Scott Jehl recently tweeted:

Browser devtools have made redesigning a site such a pleasure. I love writing and adjusting a CSS file right in the sources panel and seeing design changes happen as I type, and saving it back to the file. (…) Designing against live HTML allows happy accidents and discoveries to happen that I wouldn't think of in an unconstrained design mockup

I feel very late to the party here. I tend to tinker in the DevTools Element Styles panel rather than save changes. So, inspired by Scott, I’ve just tried this out on my personal website. Here’s what I did.

  1. started up my 11ty-based site locally which launches a localhost URL for viewing it in the browser;
  2. opened Chrome’s DevTools at Sources;
  3. checked the box “Enable local overrides” then followed the prompts to allow access to the folder containing my SCSS files;
  4. opened an SCSS file in the Sources tab for editing side-by-side with my site in the browser;
  5. made a change, hit Cmd-S to save and marvelled at the fact that this updated that file, as confirmed by a quick git status check.
  6. switched to the Elements panel, opened its Styles subpanel, made an element style change there too, then confirmed that this alternative approach also saves changes to a file.

This is a really interesting and efficient way of working in the browser and I can see me using it.

There are also a couple of challenges which I’ll probably want to consider. Right now when I make a change to a Sass file, the browser takes a while to reflect that change, which diminishes the benefit of this approach. My site is set up such that Eleventy watches for changes to the sass folder as a trigger for rebuilding the static site. This is because for optimal performance I’m purging the compiled and combined CSS and inlining that into the <head> of every file… which unfortunately means that when the CSS is changed, every file needs rebuilt. So I need to wait for Eleventy to do its build thing until the page I’m viewing shows my CSS change.

To allow my SCSS changes to be built and reflected faster I might consider no longer inlining CSS, or only inlining a small amount of critical stuff… or maybe (as best of all worlds) only do the inlining for production builds but not in development. Yeah, I like that latter idea. Food for thought!

-- Data records --
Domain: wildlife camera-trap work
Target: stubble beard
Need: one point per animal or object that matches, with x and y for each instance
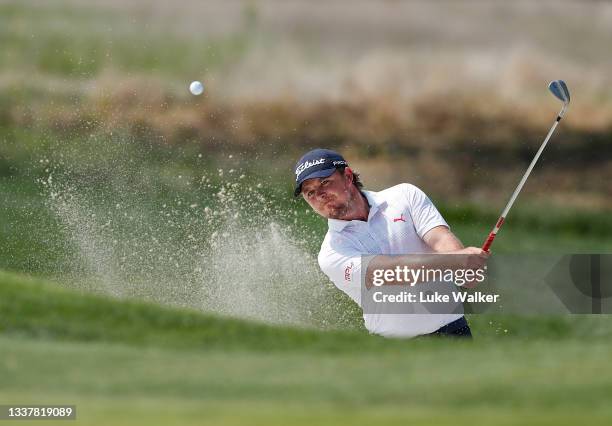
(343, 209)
...
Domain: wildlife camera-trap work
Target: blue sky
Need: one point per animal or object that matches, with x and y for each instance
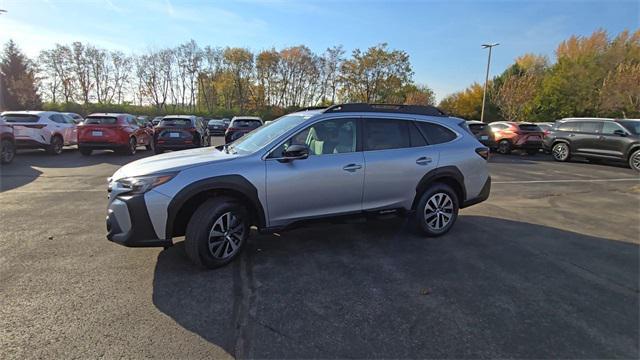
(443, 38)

-- Given problem --
Echo the passage on editing CSS in browser DevTools, starting with "To allow my" and going on through "Food for thought!".

-- Solution for this problem --
To allow my SCSS changes to be built and reflected faster I might consider no longer inlining CSS, or only inlining a small amount of critical stuff… or maybe (as best of all worlds) only do the inlining for production builds but not in development. Yeah, I like that latter idea. Food for thought!